### THE PROBLEM
Set down all of the data exactly as it appears.

## Start RECORDS TO PROCESS

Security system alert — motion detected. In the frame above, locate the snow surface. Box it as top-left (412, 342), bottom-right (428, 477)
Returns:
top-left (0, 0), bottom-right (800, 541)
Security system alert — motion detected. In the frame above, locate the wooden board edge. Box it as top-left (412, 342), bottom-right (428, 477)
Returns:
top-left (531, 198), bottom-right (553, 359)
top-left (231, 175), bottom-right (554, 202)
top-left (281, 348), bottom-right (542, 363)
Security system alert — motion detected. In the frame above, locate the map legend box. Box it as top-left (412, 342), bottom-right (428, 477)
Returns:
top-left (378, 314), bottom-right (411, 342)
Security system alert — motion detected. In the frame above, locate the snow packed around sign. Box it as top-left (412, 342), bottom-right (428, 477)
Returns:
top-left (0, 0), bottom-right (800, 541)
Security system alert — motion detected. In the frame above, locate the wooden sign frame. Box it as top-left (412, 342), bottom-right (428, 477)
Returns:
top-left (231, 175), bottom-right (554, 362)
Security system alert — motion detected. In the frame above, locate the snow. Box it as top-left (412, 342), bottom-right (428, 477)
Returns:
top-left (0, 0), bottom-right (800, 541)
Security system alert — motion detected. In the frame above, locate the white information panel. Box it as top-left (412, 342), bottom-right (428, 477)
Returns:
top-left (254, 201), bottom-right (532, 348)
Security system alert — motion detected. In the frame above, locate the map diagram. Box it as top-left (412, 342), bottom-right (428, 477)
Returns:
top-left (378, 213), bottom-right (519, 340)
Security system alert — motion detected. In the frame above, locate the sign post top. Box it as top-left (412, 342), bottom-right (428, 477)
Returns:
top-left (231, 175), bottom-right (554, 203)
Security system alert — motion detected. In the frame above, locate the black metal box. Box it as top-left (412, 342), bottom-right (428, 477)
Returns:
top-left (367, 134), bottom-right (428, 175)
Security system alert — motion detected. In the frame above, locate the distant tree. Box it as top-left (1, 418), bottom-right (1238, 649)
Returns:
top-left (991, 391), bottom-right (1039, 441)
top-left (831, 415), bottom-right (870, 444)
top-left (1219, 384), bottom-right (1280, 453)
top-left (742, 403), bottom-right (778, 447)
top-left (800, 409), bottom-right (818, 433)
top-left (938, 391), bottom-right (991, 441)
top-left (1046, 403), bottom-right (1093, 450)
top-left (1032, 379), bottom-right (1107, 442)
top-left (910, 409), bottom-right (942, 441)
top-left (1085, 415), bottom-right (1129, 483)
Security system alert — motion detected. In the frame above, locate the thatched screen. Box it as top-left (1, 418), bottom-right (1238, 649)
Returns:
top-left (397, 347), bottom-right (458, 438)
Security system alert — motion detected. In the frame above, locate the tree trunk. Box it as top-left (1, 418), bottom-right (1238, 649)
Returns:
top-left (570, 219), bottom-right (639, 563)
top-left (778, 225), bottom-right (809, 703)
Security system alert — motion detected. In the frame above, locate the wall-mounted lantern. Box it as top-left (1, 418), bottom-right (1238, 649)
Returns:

## End RECORDS TO PROCESS

### SOLUTION TO THE EXERCISE
Security system alert — motion detected. In the frame above, locate the snow surface. Box it as top-left (412, 342), bottom-right (428, 477)
Returns:
top-left (0, 0), bottom-right (800, 541)
Security system alert — motion detected. In the frame above, locate the wooden board edge. Box it as top-left (412, 342), bottom-right (428, 477)
Returns:
top-left (531, 198), bottom-right (553, 359)
top-left (231, 175), bottom-right (554, 202)
top-left (281, 348), bottom-right (542, 363)
Security system alert — motion detected. In the frame above, locate the map legend box. Box it as top-left (412, 342), bottom-right (428, 477)
Returns:
top-left (378, 314), bottom-right (411, 342)
Security system alert — motion detected. In the frame above, locate the snow packed around sign. Box it as top-left (412, 342), bottom-right (428, 477)
Returns:
top-left (0, 0), bottom-right (800, 541)
Security system alert — motion detected. In the frame above, locate the wooden sign frame. Box it as top-left (412, 342), bottom-right (428, 477)
Returns:
top-left (231, 175), bottom-right (554, 362)
Security system alert — motion detected. In the frame above, locate the snow. Box it as top-left (412, 342), bottom-right (428, 477)
Returns:
top-left (0, 0), bottom-right (800, 541)
Security system alert — motion detected. In the frame above, locate the white information panel. Box it as top-left (412, 342), bottom-right (428, 477)
Returns:
top-left (254, 201), bottom-right (532, 348)
Security system alert — motion detected. In the frame above, locate the map diagram. Box it as top-left (412, 342), bottom-right (428, 477)
Returns:
top-left (378, 213), bottom-right (519, 340)
Security system alert — motion detected. In the frame above, locate the sign post top. Box it as top-left (412, 342), bottom-right (428, 477)
Returns:
top-left (231, 175), bottom-right (554, 203)
Security system alert — motion detected. In the frame above, locate the black metal box. Box it as top-left (412, 342), bottom-right (428, 477)
Returns:
top-left (367, 134), bottom-right (428, 175)
Security system alert — motion detected. In the frame above, locate the distant tree. Box it as top-left (1, 418), bottom-right (1238, 649)
Returns:
top-left (991, 391), bottom-right (1039, 441)
top-left (831, 415), bottom-right (870, 444)
top-left (1219, 384), bottom-right (1280, 453)
top-left (742, 403), bottom-right (778, 447)
top-left (800, 409), bottom-right (818, 433)
top-left (938, 391), bottom-right (991, 441)
top-left (1046, 403), bottom-right (1093, 450)
top-left (1032, 379), bottom-right (1107, 442)
top-left (910, 409), bottom-right (942, 441)
top-left (1085, 415), bottom-right (1129, 483)
Security system alert — motion detected. In the frame above, locate the thatched screen. Box it as top-left (1, 418), bottom-right (1238, 649)
Returns:
top-left (397, 347), bottom-right (458, 438)
Security system alert — motion detected. In the frame above, locate the tree trunk. Box it as top-left (1, 418), bottom-right (1238, 649)
Returns:
top-left (570, 219), bottom-right (639, 563)
top-left (778, 225), bottom-right (809, 703)
Security system alert — motion detected. In the frame above, locate the wall-mounted lantern. Box it as top-left (1, 418), bottom-right (1238, 649)
Returns:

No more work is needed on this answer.